* [Listed entries]:

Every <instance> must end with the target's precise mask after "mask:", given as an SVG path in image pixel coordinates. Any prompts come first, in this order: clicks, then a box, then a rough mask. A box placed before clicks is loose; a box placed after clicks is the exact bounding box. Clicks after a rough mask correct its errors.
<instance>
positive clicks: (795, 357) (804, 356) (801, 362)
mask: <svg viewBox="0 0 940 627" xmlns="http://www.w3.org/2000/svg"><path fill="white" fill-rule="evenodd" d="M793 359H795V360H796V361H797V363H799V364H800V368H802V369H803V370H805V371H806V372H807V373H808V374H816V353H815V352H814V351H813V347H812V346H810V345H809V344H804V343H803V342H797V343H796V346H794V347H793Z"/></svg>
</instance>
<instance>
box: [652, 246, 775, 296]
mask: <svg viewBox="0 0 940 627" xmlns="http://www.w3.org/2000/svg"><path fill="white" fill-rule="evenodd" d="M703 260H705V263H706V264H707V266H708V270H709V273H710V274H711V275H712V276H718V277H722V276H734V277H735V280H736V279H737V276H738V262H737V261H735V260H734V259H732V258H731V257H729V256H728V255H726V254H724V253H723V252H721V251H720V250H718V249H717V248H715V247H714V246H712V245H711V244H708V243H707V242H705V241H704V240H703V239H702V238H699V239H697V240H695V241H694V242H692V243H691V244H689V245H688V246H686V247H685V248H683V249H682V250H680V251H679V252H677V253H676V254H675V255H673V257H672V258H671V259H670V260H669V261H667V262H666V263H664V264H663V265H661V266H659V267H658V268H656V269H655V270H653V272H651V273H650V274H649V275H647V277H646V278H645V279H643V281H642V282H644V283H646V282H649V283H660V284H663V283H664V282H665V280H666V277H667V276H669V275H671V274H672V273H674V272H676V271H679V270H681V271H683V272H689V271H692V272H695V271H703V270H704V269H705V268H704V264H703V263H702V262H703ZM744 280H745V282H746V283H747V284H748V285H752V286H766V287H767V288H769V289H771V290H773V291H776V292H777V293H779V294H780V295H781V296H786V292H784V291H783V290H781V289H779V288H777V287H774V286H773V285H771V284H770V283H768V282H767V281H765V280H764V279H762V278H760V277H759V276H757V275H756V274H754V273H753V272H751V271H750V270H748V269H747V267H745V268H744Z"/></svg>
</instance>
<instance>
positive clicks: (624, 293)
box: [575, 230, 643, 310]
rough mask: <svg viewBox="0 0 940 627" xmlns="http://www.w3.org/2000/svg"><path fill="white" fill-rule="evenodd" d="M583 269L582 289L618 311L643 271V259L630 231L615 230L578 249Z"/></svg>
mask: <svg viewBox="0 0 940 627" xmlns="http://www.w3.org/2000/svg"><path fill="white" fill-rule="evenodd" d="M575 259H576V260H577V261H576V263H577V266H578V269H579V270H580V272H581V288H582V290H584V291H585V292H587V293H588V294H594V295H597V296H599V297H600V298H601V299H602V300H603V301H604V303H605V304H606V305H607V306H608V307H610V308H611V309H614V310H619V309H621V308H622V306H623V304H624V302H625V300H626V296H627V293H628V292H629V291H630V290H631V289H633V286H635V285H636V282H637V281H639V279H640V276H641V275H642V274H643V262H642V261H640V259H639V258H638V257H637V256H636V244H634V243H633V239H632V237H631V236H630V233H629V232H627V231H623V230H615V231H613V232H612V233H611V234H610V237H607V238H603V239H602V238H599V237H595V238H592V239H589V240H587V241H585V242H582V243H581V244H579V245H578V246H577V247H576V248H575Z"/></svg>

* [Task description]:
Copy out all of the material above, word for word.

* [Exercise result]:
Every <instance> must end with the target's precise mask after "mask:", given as an SVG path in image pixel coordinates. Any prompts come first, in this order: clicks, then a box, then a rough mask. A box placed before clicks is loose; a box placed after clicks is the exact bounding box. Clicks after a rough mask correct its errors.
<instance>
positive clicks: (795, 357) (804, 356) (801, 362)
mask: <svg viewBox="0 0 940 627" xmlns="http://www.w3.org/2000/svg"><path fill="white" fill-rule="evenodd" d="M793 359H795V360H796V361H797V363H799V364H800V368H802V369H803V370H805V371H806V372H807V373H808V374H816V353H815V352H814V351H813V347H812V346H810V345H809V344H804V343H803V342H797V343H796V346H794V347H793Z"/></svg>
</instance>
<instance>
box: [652, 246, 775, 296]
mask: <svg viewBox="0 0 940 627" xmlns="http://www.w3.org/2000/svg"><path fill="white" fill-rule="evenodd" d="M703 260H705V263H706V264H707V266H708V270H709V273H710V274H711V275H712V276H718V277H722V276H734V277H735V280H736V279H737V276H738V262H737V261H735V260H734V259H732V258H731V257H729V256H728V255H726V254H724V253H723V252H721V251H720V250H718V249H717V248H715V247H714V246H712V245H711V244H708V243H707V242H705V241H704V240H703V239H702V238H699V239H697V240H695V241H694V242H692V243H691V244H689V245H688V246H686V247H685V248H683V249H682V250H680V251H679V252H677V253H676V254H675V255H673V257H672V258H671V259H670V260H669V261H667V262H666V263H664V264H663V265H661V266H659V267H658V268H656V269H655V270H653V272H651V273H650V274H649V275H647V277H646V278H645V279H643V281H642V282H644V283H646V282H649V283H660V284H663V283H664V282H665V280H666V277H667V276H669V275H671V274H672V273H674V272H676V271H679V270H681V271H683V272H689V271H692V272H695V271H703V270H704V269H705V268H704V264H703V263H702V262H703ZM744 280H745V282H746V283H747V284H748V285H752V286H766V287H767V288H769V289H771V290H773V291H776V292H777V293H779V294H780V295H781V296H786V292H784V291H783V290H781V289H779V288H777V287H774V286H773V285H771V284H770V283H768V282H767V281H765V280H764V279H762V278H760V277H759V276H757V275H756V274H754V273H753V272H751V271H750V270H748V269H747V267H745V268H744Z"/></svg>
</instance>
<instance>
positive clicks: (624, 293)
box: [575, 230, 643, 310]
rough mask: <svg viewBox="0 0 940 627" xmlns="http://www.w3.org/2000/svg"><path fill="white" fill-rule="evenodd" d="M583 269L582 289L618 311L643 271V259L630 231L615 230L578 249Z"/></svg>
mask: <svg viewBox="0 0 940 627" xmlns="http://www.w3.org/2000/svg"><path fill="white" fill-rule="evenodd" d="M575 259H576V260H577V261H576V263H577V266H578V269H579V270H580V272H581V288H582V290H584V291H585V292H587V293H588V294H594V295H597V296H599V297H600V298H601V299H602V300H603V301H604V303H605V304H606V305H607V306H608V307H610V308H611V309H614V310H619V309H621V308H622V306H623V304H624V302H625V300H626V296H627V293H628V292H629V291H630V290H631V289H633V286H635V285H636V282H637V281H639V279H640V276H641V275H642V274H643V262H642V261H640V259H639V258H638V257H637V256H636V244H634V243H633V239H632V237H631V236H630V233H629V232H627V231H623V230H615V231H613V232H612V233H611V234H610V237H607V238H603V239H602V238H599V237H595V238H592V239H589V240H587V241H585V242H582V243H581V244H579V245H578V246H577V247H576V248H575Z"/></svg>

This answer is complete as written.